*** Input material ***
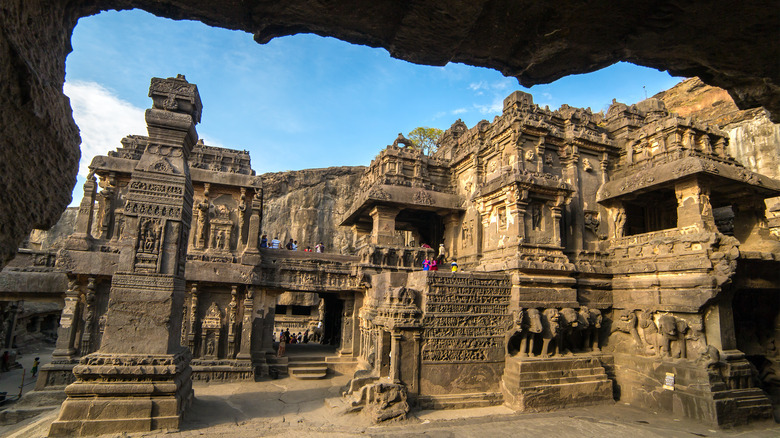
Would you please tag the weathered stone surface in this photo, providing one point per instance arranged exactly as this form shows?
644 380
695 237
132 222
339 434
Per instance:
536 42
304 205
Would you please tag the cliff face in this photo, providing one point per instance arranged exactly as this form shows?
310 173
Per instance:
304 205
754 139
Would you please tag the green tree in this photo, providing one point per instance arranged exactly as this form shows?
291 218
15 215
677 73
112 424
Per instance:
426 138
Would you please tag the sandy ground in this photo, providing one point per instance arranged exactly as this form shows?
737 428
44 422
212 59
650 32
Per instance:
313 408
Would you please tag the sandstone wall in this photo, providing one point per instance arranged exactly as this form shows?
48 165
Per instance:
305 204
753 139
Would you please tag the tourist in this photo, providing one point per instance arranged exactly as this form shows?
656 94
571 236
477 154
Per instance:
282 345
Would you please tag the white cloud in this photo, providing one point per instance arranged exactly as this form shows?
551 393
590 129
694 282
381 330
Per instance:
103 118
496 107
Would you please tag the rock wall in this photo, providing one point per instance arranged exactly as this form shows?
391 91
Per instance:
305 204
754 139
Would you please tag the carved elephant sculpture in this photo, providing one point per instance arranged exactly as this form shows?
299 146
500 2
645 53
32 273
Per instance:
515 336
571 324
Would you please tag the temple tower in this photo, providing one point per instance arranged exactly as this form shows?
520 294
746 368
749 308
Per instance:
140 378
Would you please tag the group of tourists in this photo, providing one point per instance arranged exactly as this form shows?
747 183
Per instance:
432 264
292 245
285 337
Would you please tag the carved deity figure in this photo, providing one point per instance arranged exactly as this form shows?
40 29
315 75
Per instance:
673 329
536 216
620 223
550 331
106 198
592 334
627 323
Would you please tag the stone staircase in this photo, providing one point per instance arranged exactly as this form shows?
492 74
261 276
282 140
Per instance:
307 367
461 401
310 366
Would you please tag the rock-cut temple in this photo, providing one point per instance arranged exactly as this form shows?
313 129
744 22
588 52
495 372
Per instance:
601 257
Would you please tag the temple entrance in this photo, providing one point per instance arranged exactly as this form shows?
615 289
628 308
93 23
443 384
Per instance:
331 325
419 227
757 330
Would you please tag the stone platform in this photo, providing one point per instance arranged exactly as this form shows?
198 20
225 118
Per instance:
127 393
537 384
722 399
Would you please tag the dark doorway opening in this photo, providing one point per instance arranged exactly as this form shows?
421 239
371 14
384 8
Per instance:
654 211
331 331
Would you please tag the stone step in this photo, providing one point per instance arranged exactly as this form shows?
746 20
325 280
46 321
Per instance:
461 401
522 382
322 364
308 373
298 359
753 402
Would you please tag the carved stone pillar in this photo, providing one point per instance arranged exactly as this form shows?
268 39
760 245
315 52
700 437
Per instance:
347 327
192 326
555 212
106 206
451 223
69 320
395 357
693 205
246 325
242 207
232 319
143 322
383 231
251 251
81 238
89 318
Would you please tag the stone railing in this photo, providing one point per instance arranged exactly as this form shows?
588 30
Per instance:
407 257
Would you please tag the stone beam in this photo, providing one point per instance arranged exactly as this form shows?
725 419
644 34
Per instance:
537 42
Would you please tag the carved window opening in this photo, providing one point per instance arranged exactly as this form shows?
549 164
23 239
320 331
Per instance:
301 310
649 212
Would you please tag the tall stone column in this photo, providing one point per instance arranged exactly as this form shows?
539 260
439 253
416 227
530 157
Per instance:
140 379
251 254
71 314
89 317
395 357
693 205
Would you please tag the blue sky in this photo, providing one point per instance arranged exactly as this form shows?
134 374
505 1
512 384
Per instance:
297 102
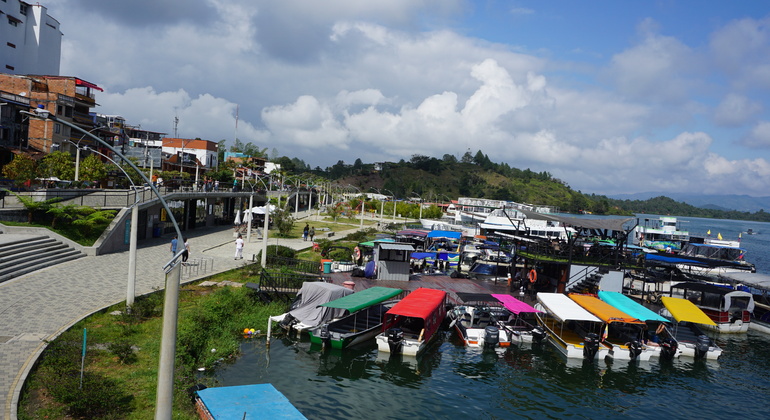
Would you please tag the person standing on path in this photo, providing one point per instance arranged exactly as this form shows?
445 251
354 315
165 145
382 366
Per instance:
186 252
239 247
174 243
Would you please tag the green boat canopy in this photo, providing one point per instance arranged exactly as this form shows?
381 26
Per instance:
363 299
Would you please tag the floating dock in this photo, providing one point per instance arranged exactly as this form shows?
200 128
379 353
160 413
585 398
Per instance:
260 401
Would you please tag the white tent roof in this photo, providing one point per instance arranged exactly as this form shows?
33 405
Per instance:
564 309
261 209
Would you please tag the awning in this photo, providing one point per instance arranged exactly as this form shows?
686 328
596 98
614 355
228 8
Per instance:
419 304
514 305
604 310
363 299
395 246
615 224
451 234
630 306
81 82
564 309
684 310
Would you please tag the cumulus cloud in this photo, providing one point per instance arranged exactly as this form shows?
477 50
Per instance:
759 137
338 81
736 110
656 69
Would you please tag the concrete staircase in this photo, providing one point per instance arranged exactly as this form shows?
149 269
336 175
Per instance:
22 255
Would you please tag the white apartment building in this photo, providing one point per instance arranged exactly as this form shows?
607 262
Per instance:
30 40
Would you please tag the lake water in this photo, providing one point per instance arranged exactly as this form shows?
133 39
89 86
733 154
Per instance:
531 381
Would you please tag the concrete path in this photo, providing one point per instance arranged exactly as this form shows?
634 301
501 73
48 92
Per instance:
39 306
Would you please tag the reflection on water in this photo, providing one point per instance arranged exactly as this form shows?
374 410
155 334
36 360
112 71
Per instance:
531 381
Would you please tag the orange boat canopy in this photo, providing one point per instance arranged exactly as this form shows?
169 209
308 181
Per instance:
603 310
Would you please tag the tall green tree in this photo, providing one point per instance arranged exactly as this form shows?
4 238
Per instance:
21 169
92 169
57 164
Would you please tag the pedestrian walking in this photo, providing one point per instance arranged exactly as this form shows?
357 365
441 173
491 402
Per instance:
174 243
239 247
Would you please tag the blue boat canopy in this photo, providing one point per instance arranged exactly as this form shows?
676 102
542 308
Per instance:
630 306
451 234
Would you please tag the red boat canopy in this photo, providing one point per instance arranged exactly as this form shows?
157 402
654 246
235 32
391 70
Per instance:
*** End of Input material ***
Exercise details:
Give the listing above again exactly, minus any images.

Result:
Would you please tag the weathered stone surface in this photo, providing one point per instance arranged exactly as this form shows?
644 380
695 237
132 222
339 434
Per instance:
536 42
304 205
Would you please tag the cliff face in this photo, providing one point per instance arranged exactly as this form shows?
310 173
Per instance:
304 205
754 139
Would you please tag the green tree in this photo, providing one point per instance arranged exactly as this form shows?
291 218
15 215
677 73
112 424
Per instance:
426 138
Would you please tag the sandy ground in this photo, providing one point per instance arranged exactly as this form shows?
737 428
44 422
212 59
650 32
Per instance:
313 408
Would you please tag the sandstone wall in this photo, providing one point per instance arranged exactly as this form shows?
48 165
Per instance:
305 204
753 139
Would you please tag the tourist in this photo, providing one point per instance arranged exactly as this form shows?
656 94
571 236
477 154
Per instance:
282 345
Would you please tag the white cloud in this photo, providing one point per instance arranged exactly as this form shows?
551 393
590 129
694 282
381 330
Per instance:
103 118
496 107
Would you please tag the rock wall in this photo, providing one point per instance arranged exactly as this form shows?
391 91
Per instance:
305 204
754 139
Would you please tag the carved elephant sculpture in this photo, providing one point per instance arranged exactly as this form shows?
299 146
500 2
645 53
32 273
Per instance:
515 336
571 324
Would you please tag the temple tower in this photo, providing one point per instance arranged exactly as this form shows?
520 294
746 368
749 308
Per instance:
140 378
Would you please tag the group of tourists in this photo, providing one point per instance arranged exactly as this form shows?
747 183
Per instance:
432 264
292 245
285 337
Would you please tag the carved deity figure in this photo, providing one point per instance arranged exactly as this form shows?
40 29
315 75
Per instance:
673 329
536 216
620 223
550 331
106 198
592 334
627 323
Would you please tag the stone staircase in this photo, providing one point per instance arranged exactly as this form shows?
492 74
261 276
282 140
Per instance:
307 367
461 401
310 366
Would you please tag the rock-cut temple in this photo, providing one point per instance arranged exactly as this form shows?
313 129
744 22
588 52
495 372
Per instance:
601 257
Would you please tag the temple entrance in this photo, providing one point per instance arranged exactly as this form shows?
615 289
628 308
93 23
443 384
Per instance:
331 325
419 227
757 330
Would you please tag the stone platform in this photo, providing one point per instance arranged exactly as this form shows?
198 20
225 118
Per instance:
127 393
537 384
722 399
Would you please tag the dark doorway opening in this photo, providing one point per instance arranged exactly as this form shows?
421 239
371 14
384 8
Per instance:
654 211
331 331
Would you please tag the stone step in this photo, providing one point per instance arranged exactly as this form shows?
746 20
325 280
46 321
Per instance:
461 401
522 382
322 364
308 373
298 359
753 402
Would you please tag the carved stone pillar in this photo, providing one point per instance arranged exactly as this form shows?
268 39
760 245
315 52
700 437
Per instance:
347 327
192 326
555 212
106 206
451 223
69 320
395 357
693 205
246 325
242 207
232 319
143 322
383 231
251 251
81 238
89 318
Would you please tag the stone railing in this photo, providing one point per instance arranged exactly as this form shows?
588 30
Per instance:
407 257
Would you please tag the stone beam in this photo, providing one point per instance arranged exactly as this form shows?
725 419
644 34
Per instance:
537 42
Would you please tag the carved window opening in this photo, providing one point per instance arranged exactly as this form shows?
549 164
23 239
320 331
Per instance:
301 310
649 212
Would you please tag the tall stone column in this photo, providing one point per instance arranged exactly as this form shows?
539 260
439 253
416 227
530 157
Per instance:
140 379
251 254
71 314
89 317
395 357
693 205
Would you please tag the blue sky in this photo, providing one point per instance arranged exactly as this form shows?
134 374
505 1
512 384
Per instance:
297 102
Would you please tag the person standing on path in this photo, providing one point per instance arranged exactly as this form shows?
445 251
354 315
165 145
382 366
Per instance:
186 252
239 247
174 243
Would you please tag the green boat canopy in this photo, providing one point per instance arranged exactly as this form shows?
381 26
Per instance:
363 299
Would you please tag the floating dock in this photo, providing one point per instance arranged exactly as this form shows?
200 128
379 353
160 413
585 398
Per instance:
260 401
Would you please tag the white tent roof in this photo, providing one point per instance arranged exactly as this form shows?
33 405
Per instance:
564 309
261 209
Would you please tag the awning in this photo, providing one point per instance arranged exactly as this form shows?
686 328
596 98
614 355
228 8
Per instance:
419 304
514 305
604 310
363 299
395 246
615 224
451 234
630 306
81 82
564 309
684 310
Would you please tag the cumulus cloud in this photo, providing one point per instance arranged exactly as this form shows?
477 50
Per instance:
759 137
338 81
736 110
656 69
Would you please tag the concrete staircase in this photo, providing one point per instance arranged exactly as this form shows?
149 269
336 175
Per instance:
22 255
Would you please tag the white apartment building in this photo, providing one point per instance arranged exactly as this form shows?
607 262
Per instance:
30 40
Would you please tag the lake water in this photo, providing one point per instance arranged exactly as this form shows?
133 39
89 86
733 154
Per instance:
531 381
Would you please tag the concrete path in this photo, providing one point per instance arranged exactly as this form shows?
634 301
501 73
48 92
Per instance:
39 306
Would you please tag the reflection on water in this photo, providing one point per instance arranged exactly as this form shows?
374 410
155 334
36 360
112 71
Per instance:
531 381
Would you please tag the orange boat canopy in this photo, providing one point per instance arranged exactly as this form shows?
169 209
308 181
Per instance:
603 310
Would you please tag the tall green tree in this photo, providing one point per instance arranged exactly as this form shows?
4 238
Per instance:
21 169
92 169
57 164
Would you please tag the pedestrian walking in this photo, providing one point per instance arranged exactly as this form shows?
357 365
441 173
491 402
Per instance:
174 243
239 247
Would you please tag the blue boat canopy in this photo, providing one point per instance arranged exactly as this form shows?
676 102
542 308
Per instance:
630 306
451 234
Would you please tag the red boat canopy in this photo, providing one point per instance arranged exactly as this form shows?
157 402
654 246
235 32
391 70
Per instance:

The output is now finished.